WHAT IS EXPECTED: Locate every line in the data below that contains the word "slender" and copy each one out in full. Case counts.

-- Start DATASET ROWS --

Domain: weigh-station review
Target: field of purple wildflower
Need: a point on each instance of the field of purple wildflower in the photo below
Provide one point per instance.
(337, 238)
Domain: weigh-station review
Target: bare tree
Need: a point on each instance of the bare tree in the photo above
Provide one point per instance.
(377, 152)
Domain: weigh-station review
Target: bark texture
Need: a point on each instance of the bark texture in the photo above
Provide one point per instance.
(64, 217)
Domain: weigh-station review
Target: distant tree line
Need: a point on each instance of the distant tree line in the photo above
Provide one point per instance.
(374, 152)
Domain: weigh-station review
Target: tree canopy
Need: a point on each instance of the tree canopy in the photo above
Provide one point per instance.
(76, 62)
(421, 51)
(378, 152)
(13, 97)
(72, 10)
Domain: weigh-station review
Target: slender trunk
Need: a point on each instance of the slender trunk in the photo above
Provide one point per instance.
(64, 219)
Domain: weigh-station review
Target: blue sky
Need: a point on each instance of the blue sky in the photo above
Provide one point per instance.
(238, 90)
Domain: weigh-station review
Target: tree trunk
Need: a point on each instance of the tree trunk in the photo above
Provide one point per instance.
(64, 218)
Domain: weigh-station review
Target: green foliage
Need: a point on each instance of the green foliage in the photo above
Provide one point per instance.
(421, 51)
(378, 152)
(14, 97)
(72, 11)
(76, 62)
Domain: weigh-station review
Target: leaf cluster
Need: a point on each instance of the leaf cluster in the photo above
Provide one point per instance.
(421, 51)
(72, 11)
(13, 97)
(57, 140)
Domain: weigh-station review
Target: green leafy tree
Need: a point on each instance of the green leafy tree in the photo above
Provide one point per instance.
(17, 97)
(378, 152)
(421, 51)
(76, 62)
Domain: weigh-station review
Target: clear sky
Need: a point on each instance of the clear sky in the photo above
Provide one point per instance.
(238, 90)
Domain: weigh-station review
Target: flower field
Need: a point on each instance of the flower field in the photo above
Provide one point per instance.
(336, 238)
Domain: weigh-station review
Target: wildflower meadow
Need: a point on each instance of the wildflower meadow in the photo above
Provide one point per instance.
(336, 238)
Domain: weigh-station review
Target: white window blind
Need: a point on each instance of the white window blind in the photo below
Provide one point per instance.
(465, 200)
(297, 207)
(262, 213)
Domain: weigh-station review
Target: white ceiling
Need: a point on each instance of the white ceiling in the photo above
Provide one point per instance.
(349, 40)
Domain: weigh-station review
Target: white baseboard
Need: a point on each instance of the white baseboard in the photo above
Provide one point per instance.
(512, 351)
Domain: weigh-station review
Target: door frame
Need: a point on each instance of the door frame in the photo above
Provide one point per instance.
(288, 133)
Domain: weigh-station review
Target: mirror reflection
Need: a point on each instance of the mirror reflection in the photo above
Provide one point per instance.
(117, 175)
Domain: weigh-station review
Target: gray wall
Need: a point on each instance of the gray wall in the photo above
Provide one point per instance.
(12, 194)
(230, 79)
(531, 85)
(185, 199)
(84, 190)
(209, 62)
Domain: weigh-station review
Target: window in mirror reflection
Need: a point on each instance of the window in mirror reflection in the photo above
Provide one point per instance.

-- End DATASET ROWS --

THE RESULT:
Target: slender trunk
Need: a point on each instance of the slender trunk in the photo above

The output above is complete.